An exact sentence slightly passes the threshold of precision as it is not a subject to any errors. For instance, “President Obama is a Muslim” is not an exact sentence. This is in respect of the fact that the idea is debatable. For instance, President Obama has asserted several times that he is a dedicated Christian. Indeed, the idea of President Obama being a Muslim stems from his childhood in Indonesia where he purportedly attended Muslim classes. Although it may be true that he attended Muslim classes that alone would not make him a Muslim (Russell Bertrand 1912 pg 43).
Ambiguity means having more than a single interpretation within a sentence. In the sentence given, Dorothy Parker must have meant that the person was himself foolish to think he could not associate with fools. As such, it was clear that his mother had to bear with another fool in him for the biggest part of his life. As for a belief that does not make a sense, a sentence like “every man has a woman specifically created for him from his rib” would perfectly fit. This is due to the fact that there are certainly more women in the world than men raising the question as to whose ribs were they created from (Russell Bertrand 1912 pg 112).
Asking why fire is hot would violate the law of identity considering that fire is the source of heat and as such they are a common identity. Besides, an assertion that a blue color looks red would betray the law of noncontradiction. This is because blue itself is a color and as such cannot resemble another color. Further, it cannot be possible that having a father is similar to knowing one’s father. This is because one’s mother could be hiding the real identity of the father. However, having a father is a definite thing that cannot be doubted. This would violate the law of the excluded middle (Russell Bertrand 1912 pg 243).
In conclusion, a sentence can be described as either accurate or precise depending on the relative exactness it contains. Besides, a sentence is clear only if it cannot be confused to mean another thing altogether. These form the basis of the philosophical laws of thought.

Supplied material:
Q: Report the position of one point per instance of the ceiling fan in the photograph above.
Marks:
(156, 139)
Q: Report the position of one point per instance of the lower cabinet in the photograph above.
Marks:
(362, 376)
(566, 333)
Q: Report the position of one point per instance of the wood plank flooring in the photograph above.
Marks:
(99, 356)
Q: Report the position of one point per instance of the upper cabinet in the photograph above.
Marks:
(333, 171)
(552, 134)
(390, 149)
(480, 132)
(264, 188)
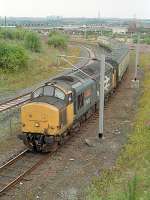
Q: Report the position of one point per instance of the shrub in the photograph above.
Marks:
(57, 40)
(32, 42)
(7, 34)
(12, 57)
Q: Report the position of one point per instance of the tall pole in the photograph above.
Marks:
(85, 32)
(101, 96)
(137, 56)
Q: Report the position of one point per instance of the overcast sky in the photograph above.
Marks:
(76, 8)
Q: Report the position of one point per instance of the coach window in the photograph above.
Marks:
(59, 94)
(38, 92)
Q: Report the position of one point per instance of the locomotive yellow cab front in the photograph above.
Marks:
(46, 118)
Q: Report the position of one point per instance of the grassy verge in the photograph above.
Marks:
(129, 179)
(41, 66)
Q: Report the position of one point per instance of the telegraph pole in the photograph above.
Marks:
(101, 96)
(5, 21)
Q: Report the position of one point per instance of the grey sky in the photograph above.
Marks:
(76, 8)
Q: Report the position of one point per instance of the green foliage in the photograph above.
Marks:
(32, 42)
(57, 40)
(12, 57)
(147, 40)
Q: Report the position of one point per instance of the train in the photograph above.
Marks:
(59, 107)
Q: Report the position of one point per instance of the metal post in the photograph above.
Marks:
(101, 96)
(137, 56)
(5, 21)
(85, 33)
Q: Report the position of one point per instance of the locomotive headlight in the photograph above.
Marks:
(37, 124)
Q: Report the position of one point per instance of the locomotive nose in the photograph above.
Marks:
(39, 118)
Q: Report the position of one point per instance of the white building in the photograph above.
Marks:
(120, 30)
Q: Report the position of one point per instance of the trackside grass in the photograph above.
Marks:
(41, 66)
(130, 178)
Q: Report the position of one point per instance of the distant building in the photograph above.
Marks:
(119, 30)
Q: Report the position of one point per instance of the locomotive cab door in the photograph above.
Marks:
(70, 109)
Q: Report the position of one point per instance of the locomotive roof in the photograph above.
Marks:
(50, 100)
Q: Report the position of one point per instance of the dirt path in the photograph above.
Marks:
(67, 173)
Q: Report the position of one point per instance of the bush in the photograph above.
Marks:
(32, 42)
(7, 34)
(57, 40)
(12, 57)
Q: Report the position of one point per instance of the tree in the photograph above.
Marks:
(12, 57)
(32, 42)
(57, 40)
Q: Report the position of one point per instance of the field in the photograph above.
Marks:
(41, 66)
(129, 179)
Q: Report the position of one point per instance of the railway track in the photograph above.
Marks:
(26, 97)
(18, 167)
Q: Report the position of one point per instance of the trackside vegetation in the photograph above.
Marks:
(25, 55)
(129, 179)
(12, 57)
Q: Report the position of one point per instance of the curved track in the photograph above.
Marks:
(15, 169)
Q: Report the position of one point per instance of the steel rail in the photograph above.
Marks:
(20, 177)
(11, 161)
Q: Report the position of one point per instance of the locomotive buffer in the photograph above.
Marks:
(101, 88)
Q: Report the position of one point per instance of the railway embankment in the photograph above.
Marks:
(129, 178)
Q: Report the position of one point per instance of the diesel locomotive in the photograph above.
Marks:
(59, 107)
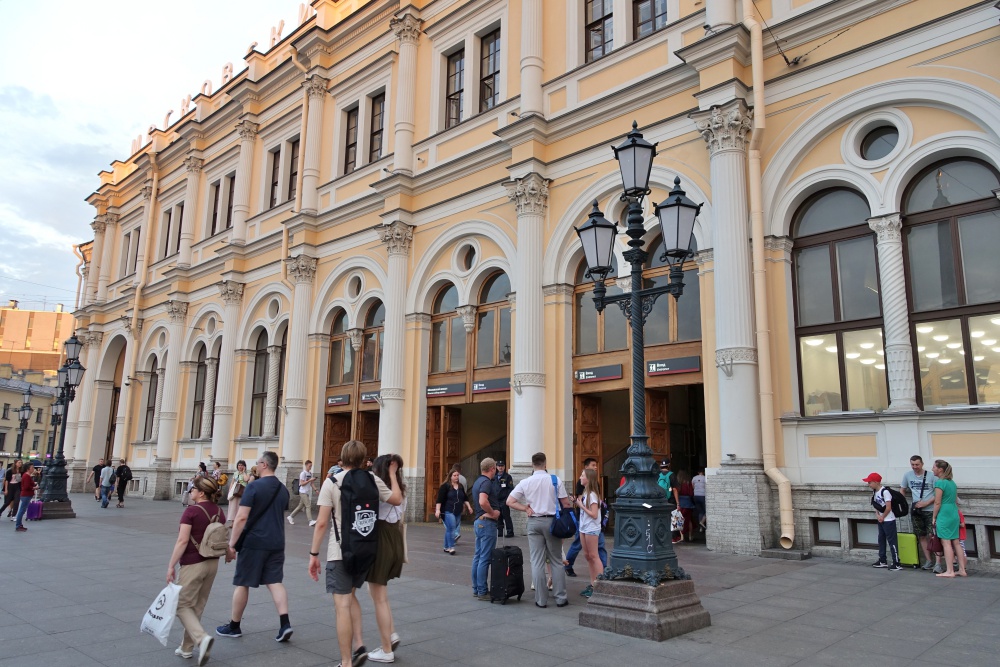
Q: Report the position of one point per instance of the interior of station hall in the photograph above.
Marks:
(368, 233)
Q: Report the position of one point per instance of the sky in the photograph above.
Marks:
(79, 80)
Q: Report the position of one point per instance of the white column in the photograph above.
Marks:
(530, 196)
(397, 237)
(302, 269)
(222, 433)
(726, 131)
(241, 197)
(208, 408)
(316, 85)
(110, 220)
(407, 30)
(895, 320)
(193, 165)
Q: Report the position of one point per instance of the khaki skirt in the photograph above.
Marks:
(389, 558)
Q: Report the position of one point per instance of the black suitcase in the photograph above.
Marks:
(506, 574)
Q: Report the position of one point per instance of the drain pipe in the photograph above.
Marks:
(763, 333)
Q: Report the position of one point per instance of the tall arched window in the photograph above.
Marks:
(493, 323)
(258, 390)
(371, 350)
(447, 333)
(838, 312)
(341, 353)
(951, 220)
(198, 405)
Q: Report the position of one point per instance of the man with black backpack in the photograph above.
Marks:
(351, 498)
(883, 499)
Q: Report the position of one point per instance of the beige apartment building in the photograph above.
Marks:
(368, 232)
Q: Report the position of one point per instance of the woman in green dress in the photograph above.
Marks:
(946, 518)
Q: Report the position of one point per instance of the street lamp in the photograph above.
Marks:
(643, 549)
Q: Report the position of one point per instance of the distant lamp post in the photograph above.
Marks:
(643, 557)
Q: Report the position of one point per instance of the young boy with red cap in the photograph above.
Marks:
(882, 502)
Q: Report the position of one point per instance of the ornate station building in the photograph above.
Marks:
(368, 232)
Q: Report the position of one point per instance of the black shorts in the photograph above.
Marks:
(257, 567)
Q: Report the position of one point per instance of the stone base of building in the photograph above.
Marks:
(741, 509)
(639, 610)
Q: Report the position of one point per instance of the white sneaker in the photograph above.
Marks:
(378, 655)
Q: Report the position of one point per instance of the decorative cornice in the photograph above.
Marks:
(725, 127)
(302, 268)
(529, 194)
(397, 237)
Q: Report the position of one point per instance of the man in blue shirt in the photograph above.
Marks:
(486, 508)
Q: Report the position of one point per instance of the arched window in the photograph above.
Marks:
(374, 336)
(951, 220)
(447, 333)
(152, 385)
(493, 323)
(198, 405)
(341, 353)
(258, 390)
(838, 312)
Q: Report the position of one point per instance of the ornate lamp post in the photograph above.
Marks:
(643, 551)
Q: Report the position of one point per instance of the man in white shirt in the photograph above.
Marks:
(537, 497)
(306, 482)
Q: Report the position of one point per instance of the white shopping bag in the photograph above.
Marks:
(160, 616)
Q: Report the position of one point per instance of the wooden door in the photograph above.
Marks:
(336, 431)
(658, 423)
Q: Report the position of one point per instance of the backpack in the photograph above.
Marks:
(359, 499)
(215, 541)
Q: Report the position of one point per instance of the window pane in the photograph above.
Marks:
(484, 339)
(820, 374)
(439, 346)
(503, 344)
(864, 365)
(814, 285)
(932, 266)
(458, 337)
(586, 324)
(940, 353)
(979, 236)
(858, 278)
(689, 308)
(984, 331)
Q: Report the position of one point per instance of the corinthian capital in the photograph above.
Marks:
(302, 268)
(887, 227)
(406, 28)
(397, 236)
(247, 130)
(529, 194)
(231, 292)
(725, 127)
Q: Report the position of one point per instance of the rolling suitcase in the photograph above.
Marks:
(506, 574)
(909, 554)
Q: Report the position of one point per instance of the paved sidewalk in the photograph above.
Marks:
(74, 593)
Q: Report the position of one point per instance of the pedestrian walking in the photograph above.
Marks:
(537, 496)
(345, 502)
(451, 502)
(486, 508)
(946, 519)
(306, 483)
(259, 539)
(27, 493)
(389, 557)
(888, 545)
(197, 572)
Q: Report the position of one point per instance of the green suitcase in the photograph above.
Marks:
(909, 556)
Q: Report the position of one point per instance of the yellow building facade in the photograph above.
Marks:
(368, 232)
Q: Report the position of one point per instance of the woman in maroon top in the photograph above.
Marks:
(197, 573)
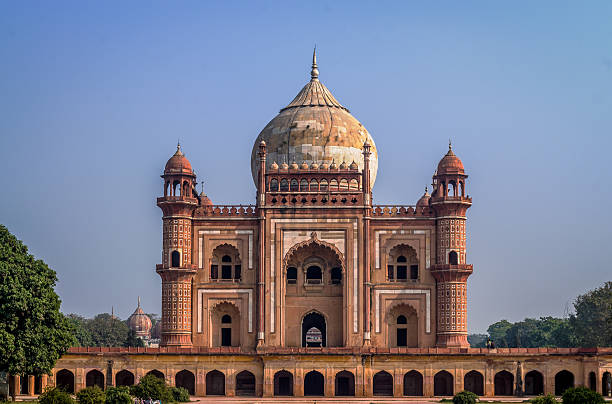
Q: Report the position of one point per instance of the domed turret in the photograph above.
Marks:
(140, 323)
(315, 126)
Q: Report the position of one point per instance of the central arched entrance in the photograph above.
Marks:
(314, 330)
(314, 384)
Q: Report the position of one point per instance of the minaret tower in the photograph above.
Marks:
(176, 270)
(450, 203)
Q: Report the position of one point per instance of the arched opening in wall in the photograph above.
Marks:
(336, 276)
(245, 383)
(474, 381)
(176, 259)
(443, 384)
(186, 379)
(294, 185)
(215, 383)
(503, 382)
(345, 384)
(314, 384)
(274, 185)
(314, 185)
(403, 326)
(324, 187)
(453, 258)
(283, 383)
(64, 379)
(413, 383)
(314, 275)
(292, 275)
(563, 381)
(24, 384)
(124, 378)
(403, 264)
(314, 330)
(606, 384)
(284, 187)
(534, 383)
(94, 378)
(382, 384)
(156, 373)
(225, 318)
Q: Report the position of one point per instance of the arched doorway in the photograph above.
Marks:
(314, 384)
(186, 379)
(474, 381)
(124, 378)
(156, 373)
(245, 383)
(563, 381)
(443, 384)
(283, 383)
(345, 384)
(382, 384)
(64, 379)
(534, 383)
(314, 331)
(606, 384)
(94, 378)
(413, 383)
(215, 383)
(503, 383)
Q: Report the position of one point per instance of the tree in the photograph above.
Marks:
(592, 323)
(33, 332)
(80, 330)
(107, 330)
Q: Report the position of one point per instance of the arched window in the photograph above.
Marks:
(274, 185)
(176, 259)
(314, 275)
(336, 276)
(292, 275)
(284, 187)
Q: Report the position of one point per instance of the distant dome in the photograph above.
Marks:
(140, 323)
(450, 164)
(315, 126)
(178, 163)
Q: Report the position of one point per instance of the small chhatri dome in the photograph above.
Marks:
(178, 163)
(315, 126)
(140, 323)
(450, 163)
(424, 200)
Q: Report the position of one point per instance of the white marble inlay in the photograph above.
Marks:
(249, 292)
(426, 292)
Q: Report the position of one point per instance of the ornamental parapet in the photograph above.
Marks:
(402, 211)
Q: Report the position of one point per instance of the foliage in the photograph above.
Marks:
(465, 397)
(80, 330)
(151, 386)
(91, 395)
(581, 395)
(118, 395)
(55, 396)
(478, 340)
(180, 394)
(547, 399)
(107, 330)
(592, 323)
(133, 340)
(33, 332)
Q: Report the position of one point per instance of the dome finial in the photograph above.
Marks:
(314, 73)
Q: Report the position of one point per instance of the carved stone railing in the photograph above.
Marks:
(401, 211)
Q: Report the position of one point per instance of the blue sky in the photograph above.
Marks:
(94, 96)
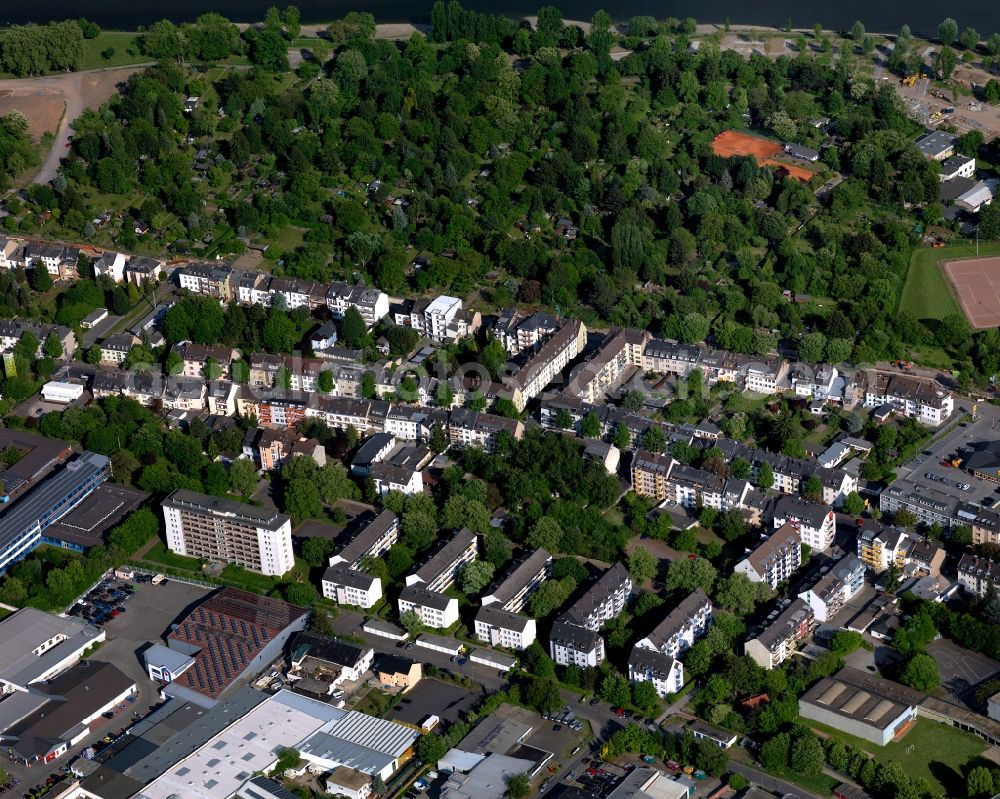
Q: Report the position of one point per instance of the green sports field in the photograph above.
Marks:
(927, 293)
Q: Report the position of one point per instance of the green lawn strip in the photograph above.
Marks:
(927, 293)
(938, 751)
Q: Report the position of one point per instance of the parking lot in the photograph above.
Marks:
(931, 471)
(431, 697)
(961, 670)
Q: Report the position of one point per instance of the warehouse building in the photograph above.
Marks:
(862, 705)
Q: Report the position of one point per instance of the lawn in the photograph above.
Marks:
(927, 293)
(160, 554)
(126, 50)
(940, 754)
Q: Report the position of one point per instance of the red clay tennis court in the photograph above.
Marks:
(977, 284)
(736, 142)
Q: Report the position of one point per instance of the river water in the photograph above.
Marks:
(922, 16)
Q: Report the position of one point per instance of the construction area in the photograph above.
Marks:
(765, 152)
(977, 284)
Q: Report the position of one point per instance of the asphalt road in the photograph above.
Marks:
(769, 783)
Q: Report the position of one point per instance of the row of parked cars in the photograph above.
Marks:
(104, 602)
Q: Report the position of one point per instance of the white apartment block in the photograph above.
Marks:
(224, 531)
(816, 524)
(347, 586)
(440, 571)
(432, 607)
(374, 540)
(914, 397)
(500, 628)
(775, 560)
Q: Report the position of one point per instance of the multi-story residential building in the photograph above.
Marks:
(574, 638)
(499, 627)
(978, 575)
(666, 673)
(914, 397)
(774, 560)
(224, 531)
(13, 330)
(546, 364)
(765, 377)
(440, 571)
(8, 249)
(518, 333)
(621, 349)
(834, 589)
(432, 607)
(815, 523)
(206, 361)
(372, 304)
(650, 474)
(59, 261)
(604, 600)
(270, 449)
(112, 265)
(210, 280)
(140, 269)
(773, 645)
(511, 593)
(347, 586)
(374, 540)
(115, 349)
(23, 525)
(681, 627)
(573, 645)
(475, 429)
(879, 547)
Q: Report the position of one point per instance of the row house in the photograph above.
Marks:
(208, 280)
(928, 504)
(347, 586)
(574, 639)
(773, 645)
(604, 372)
(815, 523)
(373, 540)
(433, 608)
(372, 304)
(548, 363)
(269, 449)
(140, 269)
(110, 265)
(914, 397)
(822, 382)
(441, 569)
(58, 260)
(833, 590)
(881, 547)
(501, 628)
(198, 358)
(468, 428)
(978, 576)
(11, 253)
(775, 559)
(573, 645)
(221, 397)
(13, 330)
(511, 594)
(115, 349)
(765, 376)
(184, 393)
(656, 657)
(517, 332)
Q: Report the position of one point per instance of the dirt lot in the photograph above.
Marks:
(977, 281)
(45, 100)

Exercise task: Transcribe the passage on exactness and the laws of thought, starting with "In conclusion, a" and going on through "laws of thought.".

Complete answer:
In conclusion, a sentence can be described as either accurate or precise depending on the relative exactness it contains. Besides, a sentence is clear only if it cannot be confused to mean another thing altogether. These form the basis of the philosophical laws of thought.